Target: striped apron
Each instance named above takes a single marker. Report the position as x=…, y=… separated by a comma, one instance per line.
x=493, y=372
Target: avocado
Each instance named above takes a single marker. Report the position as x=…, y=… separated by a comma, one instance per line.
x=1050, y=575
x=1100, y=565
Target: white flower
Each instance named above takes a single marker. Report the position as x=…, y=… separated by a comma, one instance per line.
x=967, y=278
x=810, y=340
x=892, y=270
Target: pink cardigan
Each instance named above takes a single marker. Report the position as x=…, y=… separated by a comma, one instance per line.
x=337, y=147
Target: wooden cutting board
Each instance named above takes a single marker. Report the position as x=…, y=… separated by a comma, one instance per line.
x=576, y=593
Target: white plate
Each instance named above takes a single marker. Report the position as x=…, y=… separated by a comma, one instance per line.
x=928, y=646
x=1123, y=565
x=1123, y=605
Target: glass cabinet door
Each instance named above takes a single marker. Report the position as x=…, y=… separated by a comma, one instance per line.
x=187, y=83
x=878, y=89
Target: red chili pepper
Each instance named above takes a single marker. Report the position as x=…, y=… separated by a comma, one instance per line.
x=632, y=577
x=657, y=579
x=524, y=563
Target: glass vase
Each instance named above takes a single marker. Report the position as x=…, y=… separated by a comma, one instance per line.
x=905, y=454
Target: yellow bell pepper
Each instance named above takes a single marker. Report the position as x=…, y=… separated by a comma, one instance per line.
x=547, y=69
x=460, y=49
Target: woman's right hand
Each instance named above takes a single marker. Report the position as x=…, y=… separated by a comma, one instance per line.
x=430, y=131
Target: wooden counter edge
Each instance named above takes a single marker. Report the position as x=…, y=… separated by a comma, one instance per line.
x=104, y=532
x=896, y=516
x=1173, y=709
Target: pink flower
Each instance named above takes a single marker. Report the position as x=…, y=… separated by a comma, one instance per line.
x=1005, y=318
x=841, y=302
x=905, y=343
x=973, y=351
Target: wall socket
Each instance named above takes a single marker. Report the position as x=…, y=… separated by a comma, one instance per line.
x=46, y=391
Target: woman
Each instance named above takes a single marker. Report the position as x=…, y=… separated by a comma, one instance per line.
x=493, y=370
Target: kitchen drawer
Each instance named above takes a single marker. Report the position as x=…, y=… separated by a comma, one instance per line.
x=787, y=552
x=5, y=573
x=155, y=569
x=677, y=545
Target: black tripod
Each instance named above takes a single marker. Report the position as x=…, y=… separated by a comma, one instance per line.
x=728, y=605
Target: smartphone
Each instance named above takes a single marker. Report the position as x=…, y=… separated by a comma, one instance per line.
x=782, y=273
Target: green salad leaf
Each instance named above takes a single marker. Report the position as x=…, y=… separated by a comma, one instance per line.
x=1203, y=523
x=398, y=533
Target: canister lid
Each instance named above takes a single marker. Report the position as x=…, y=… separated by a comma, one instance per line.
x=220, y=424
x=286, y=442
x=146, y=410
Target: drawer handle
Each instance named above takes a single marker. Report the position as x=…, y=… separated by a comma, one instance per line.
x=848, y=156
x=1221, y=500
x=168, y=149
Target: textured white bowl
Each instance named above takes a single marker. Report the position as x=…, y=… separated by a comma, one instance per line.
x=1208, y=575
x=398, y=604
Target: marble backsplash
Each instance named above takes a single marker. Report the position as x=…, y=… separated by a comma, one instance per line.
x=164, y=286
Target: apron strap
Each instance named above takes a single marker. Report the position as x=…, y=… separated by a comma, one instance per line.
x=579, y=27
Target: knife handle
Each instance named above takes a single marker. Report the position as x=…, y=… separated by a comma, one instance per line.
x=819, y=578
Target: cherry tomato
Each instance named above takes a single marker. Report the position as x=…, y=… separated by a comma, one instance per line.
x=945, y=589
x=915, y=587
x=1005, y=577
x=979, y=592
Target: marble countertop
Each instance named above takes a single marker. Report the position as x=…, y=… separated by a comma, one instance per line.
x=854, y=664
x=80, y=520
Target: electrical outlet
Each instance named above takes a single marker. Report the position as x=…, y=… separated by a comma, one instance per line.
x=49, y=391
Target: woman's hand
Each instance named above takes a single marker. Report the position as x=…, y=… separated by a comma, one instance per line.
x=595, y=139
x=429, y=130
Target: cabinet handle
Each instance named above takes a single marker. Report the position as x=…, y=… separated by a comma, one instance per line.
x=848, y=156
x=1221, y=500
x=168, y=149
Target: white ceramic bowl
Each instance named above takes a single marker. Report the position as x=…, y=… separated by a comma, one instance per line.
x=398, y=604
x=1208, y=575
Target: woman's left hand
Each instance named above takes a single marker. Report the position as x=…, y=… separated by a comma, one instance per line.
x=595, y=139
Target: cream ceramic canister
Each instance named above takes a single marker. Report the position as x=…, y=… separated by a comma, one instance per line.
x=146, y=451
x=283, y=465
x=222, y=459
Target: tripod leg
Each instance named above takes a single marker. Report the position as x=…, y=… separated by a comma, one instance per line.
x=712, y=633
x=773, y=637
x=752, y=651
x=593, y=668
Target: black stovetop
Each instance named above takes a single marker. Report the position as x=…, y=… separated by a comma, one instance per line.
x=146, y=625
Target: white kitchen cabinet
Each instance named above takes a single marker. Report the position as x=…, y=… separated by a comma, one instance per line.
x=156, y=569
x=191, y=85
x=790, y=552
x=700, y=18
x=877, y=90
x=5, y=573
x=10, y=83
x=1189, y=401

****************

Exercise =>
Please rewrite everything from the line containing "Target: white ceramic bowl" down to the last line above, both ends included, with the requests kept as they are and every x and y coordinate in the answers multiplied by 1.25 and rounded to the nearest whole number, halves rounded up.

Reply =>
Target: white ceramic bowl
Each instance named above takes a single marker. Report the position as x=…, y=… separated by a comma, one instance per line.
x=498, y=755
x=1510, y=719
Target: woman's left hand
Each instance named above takes a single marker. Report the position as x=…, y=… separated by a comma, one instance per line.
x=744, y=174
Target: cream ceramic canister
Each instance named above takes a single marker. Report the position as x=…, y=… separated by a comma, one instance per line.
x=183, y=564
x=354, y=581
x=278, y=574
Target: tripod leg
Each instance named above takes a single marker. Report the position as x=…, y=… separated by a comma, one instance per line.
x=890, y=791
x=966, y=796
x=940, y=814
x=741, y=835
Target: black stovetop
Each instance named above takes a single marker. Report the position as x=…, y=… separated by a comma, one instance per line.
x=183, y=781
Target: white kitchen cabinet
Each instance named above takes a single marker. Report the position as x=…, y=… separated by a comma, one instance per line.
x=195, y=711
x=239, y=106
x=988, y=690
x=875, y=23
x=1096, y=113
x=6, y=716
x=13, y=104
x=1486, y=501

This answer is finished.